Walter Kaaden (1 September 1919 – 3 March 1996) was a German engineer who improved the performance of two-stroke engines by understanding the role of resonance waves in the exhaust system. Working for the MZ Motorrad- und Zweiradwerk part of the Industrieverband Fahrzeugbau (IFA), he laid the foundations of the modern two-stroke engine. His understanding of gas flow and resonance enabled him to make the first engine to achieve 200BHP/litre with his 1961 125cc racer. His motorcycle engines were ridden to 13 Grand Prix victories and a further 105 podium finishes between 1955 and 1976. 
   
Walter Kaaden was born in Pobershau, Saxony, Germany. His father worked as chauffeur to the sales manager at the DKW factory. At eight years old he attended the opening of the Nürburgring racing circuit, a formative event to which he later attributed his enthusiasm for engineering.

Kaaden studied at the Technical Academy in Chemnitz. In 1940 he joined the Henschel aircraft factory at Berlin-Schönefeld working under Herbert A. Wagner, the designer of the Hs 293 radio-guided rocket-propelled missile. Despite many reports to the contrary, Kaaden did not work on the V-1 flying bomb (the Vergeltungswaffe 1, Fieseler Fi 103) nor under Wernher von Braun on the V-2 German rocket program during the Second World War. From 4 October 1943 he worked at the Peenemünde Army Research Center on the Hs 293 project as a 'flight engineer'. But the bombing of Peenemünde in World War II on 17/18 August 1943 destroyed the facilities there. The Germans then moved missile production and testing into the secure, deep tunnel network built beneath the Harz mountains at the Mittelwerk factory, Dora-Mittelbau Concentration Camp. This is where Kaaden was transferred along with the Hs 293 project.

Kaaden was working near Dora-Mittelbau when he was captured and interned by the Americans at the end of the war. He eventually returned to Zschopau to start a timber business specialising in roof trusses that were in great demand to renovate bomb-damaged buildings. Walter Kaaden built his first racing motorcycle, based on the DKW RT125, which he raced himself in local events in his company's workshop.

• [Directive]: Retype the part of the passage on Walter Kaaden that begins with "Kaaden was working" and ends with "his company's workshop.". You won't need the items that come after the passage on Walter Kaaden.

• [Data entries]:
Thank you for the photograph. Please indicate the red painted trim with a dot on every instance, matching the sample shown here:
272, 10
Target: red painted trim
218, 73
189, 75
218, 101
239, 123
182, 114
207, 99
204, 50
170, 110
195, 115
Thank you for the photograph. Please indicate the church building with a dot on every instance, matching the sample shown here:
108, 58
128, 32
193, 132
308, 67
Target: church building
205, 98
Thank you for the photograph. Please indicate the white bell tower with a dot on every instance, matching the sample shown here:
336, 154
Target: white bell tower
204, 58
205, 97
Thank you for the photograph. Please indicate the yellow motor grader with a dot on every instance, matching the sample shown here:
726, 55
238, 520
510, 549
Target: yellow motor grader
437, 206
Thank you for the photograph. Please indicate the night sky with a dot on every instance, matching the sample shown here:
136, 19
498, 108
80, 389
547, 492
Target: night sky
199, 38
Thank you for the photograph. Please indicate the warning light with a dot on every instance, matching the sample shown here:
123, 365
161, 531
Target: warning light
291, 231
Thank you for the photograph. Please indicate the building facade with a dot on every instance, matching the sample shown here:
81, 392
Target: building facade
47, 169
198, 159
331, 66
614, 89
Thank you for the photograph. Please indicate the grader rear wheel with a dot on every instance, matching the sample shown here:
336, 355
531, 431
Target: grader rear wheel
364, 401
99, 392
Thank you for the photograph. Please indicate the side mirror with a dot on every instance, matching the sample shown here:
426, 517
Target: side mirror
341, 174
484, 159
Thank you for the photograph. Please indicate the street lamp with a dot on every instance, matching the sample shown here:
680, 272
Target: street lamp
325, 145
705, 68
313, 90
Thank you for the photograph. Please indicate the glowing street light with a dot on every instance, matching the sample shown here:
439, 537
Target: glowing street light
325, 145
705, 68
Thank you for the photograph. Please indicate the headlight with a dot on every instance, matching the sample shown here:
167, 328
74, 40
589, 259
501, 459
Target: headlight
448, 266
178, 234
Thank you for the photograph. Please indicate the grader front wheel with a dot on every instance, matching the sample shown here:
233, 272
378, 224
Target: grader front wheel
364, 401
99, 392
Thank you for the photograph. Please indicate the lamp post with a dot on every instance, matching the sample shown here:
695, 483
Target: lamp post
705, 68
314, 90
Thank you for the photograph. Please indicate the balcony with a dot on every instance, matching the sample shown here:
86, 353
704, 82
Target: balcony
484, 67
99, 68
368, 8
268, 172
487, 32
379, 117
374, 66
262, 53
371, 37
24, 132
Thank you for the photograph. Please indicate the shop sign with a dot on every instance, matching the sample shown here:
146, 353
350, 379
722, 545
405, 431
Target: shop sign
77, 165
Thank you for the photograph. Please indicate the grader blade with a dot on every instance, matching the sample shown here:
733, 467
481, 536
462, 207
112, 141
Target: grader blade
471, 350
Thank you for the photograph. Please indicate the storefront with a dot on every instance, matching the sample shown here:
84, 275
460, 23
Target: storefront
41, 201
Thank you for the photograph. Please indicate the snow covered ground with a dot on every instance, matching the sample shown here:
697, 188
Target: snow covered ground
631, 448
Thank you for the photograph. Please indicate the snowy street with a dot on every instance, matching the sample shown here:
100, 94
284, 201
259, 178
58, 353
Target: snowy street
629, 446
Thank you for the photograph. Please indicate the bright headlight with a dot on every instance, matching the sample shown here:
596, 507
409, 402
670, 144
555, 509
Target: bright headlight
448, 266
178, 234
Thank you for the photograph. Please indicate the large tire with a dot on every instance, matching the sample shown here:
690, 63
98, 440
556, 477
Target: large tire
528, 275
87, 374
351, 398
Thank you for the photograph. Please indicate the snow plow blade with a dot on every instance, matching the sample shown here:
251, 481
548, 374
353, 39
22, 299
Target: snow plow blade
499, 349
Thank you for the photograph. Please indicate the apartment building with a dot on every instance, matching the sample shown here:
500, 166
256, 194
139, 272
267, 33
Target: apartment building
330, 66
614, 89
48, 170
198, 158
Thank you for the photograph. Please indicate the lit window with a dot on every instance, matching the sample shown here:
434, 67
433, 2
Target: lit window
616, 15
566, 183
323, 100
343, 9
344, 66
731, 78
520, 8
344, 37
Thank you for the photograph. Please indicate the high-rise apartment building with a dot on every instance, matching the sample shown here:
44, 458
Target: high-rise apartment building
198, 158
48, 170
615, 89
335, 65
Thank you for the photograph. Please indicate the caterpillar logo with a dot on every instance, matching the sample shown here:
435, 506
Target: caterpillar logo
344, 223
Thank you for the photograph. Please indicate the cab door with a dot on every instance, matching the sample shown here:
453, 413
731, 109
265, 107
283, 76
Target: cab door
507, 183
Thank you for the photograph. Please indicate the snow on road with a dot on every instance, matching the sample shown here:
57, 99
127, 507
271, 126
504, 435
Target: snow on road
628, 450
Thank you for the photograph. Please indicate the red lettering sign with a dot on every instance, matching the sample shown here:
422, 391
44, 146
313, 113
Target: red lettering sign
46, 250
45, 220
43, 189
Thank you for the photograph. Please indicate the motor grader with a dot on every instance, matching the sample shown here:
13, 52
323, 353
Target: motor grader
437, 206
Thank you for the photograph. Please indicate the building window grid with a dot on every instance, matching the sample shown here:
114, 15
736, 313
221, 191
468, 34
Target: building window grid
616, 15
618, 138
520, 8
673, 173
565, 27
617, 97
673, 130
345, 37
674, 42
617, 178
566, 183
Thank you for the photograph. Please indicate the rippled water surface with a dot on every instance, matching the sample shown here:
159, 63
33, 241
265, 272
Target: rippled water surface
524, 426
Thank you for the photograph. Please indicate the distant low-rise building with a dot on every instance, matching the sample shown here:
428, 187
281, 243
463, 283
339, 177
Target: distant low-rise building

• [Solution to this problem]:
Kaaden was working near Dora-Mittelbau when he was captured and interned by the Americans at the end of the war. He eventually returned to Zschopau to start a timber business specialising in roof trusses that were in great demand to renovate bomb-damaged buildings. Walter Kaaden built his first racing motorcycle, based on the DKW RT125, which he raced himself in local events in his company's workshop.